◆ Instructions:
- A) According to the text on sample metrics, why are genomic positions below the coverage threshold hard-masked with "N" characters in consensus sequences?
- B) List every category of reads shown in the stacked bar plot under "Pre-processing Metrics" in the text on sample metrics.

◆ Text for analysis:
Next is the table itself, which contains one row per sample and the following columns:

Sample: Name of the BaseSpace sample analyzed
Status: Status of the sample analysis
Input Reads: Total number of reads in input FASTQs
Mapped Reads: Number of reads that map to reference sequences during short read alignment
Detected Amplicons: Proportion of amplicons detected out of the total expected for the sample, which is used to to determine if the sample is sufficient quality for variant calling. See this page for more details.
Num Genomes: Number of genomes chosen during the reference selection stage
Virus: Name of the genome to which the reference sequence belongs
% Callable: Percentage of bases in the reference sequence with coverage above the minimum read coverage depth for consensus sequence generation (10x by default)
- Callable bases are those for which reliable variant calling can be performed and therefore for which the software can output a base call. They are defined as genomic positions with read coverage above the minimum read coverage depth for consensus sequence generation (10x by default).
- When generating consensus sequences, genomic positions below the threshold are hard-masked with "N" characters to avoid reference bias (inclusion of a reference base when the true base cannot be accurately determined).
- This percentage is calculated over the lengths of the reference genome(s), not the final consensus sequence(s) which may be trimmed.

Pre-processing Metrics

This stacked bar plot contains counts of reads that fall into the following categories:

Removed in Downsampling: Reads that were removed during downsampling because the user specified a downsampling target in the Input Form under Advanced Workflow Settings
Removed in QC: Reads removed as poor quality reads based on quality thresholds during pre-processing
Removed as Duplicate: Reads that were labeled as duplicate during short read alignment. Removal of them can be disabled in the Input Form under Advanced Workflow Settings
Removed in Trimming: Reads that were removed in the initial sequence-based primer trimming step and were excluded from further processing
Removed in De-hosting: Reads that were filtered out as human reads based on kmer-based classification during pre-processing.

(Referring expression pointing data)
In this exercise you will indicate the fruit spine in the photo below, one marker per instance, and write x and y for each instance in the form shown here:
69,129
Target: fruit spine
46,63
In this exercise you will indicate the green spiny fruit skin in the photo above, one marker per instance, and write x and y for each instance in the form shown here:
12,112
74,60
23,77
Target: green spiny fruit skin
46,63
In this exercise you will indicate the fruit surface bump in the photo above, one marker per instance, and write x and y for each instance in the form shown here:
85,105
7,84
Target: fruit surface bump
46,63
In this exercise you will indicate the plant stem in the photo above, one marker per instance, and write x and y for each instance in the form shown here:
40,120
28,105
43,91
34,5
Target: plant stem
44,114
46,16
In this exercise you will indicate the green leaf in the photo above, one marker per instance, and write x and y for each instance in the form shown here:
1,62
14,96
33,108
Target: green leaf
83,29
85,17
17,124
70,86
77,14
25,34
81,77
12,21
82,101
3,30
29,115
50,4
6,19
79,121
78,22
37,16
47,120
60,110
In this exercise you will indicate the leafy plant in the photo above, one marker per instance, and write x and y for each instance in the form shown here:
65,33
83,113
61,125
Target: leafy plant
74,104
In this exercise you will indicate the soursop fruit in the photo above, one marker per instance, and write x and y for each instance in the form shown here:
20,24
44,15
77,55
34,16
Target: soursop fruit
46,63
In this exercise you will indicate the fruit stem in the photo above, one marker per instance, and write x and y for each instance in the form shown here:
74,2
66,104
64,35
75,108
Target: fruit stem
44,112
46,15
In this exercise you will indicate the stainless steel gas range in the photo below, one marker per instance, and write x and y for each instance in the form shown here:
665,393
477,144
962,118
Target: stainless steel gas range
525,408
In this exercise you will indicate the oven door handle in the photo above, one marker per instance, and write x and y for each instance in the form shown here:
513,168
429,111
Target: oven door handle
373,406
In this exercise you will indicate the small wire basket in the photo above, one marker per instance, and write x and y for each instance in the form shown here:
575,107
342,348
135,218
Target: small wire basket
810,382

◆ Solutions in order:
- A) They are masked to avoid reference bias, which is the inclusion of a reference base when the true base cannot be accurately determined.

- B)
- Removed in Downsampling
- Removed in QC
- Removed as Duplicate
- Removed in Trimming
- Removed in De-hosting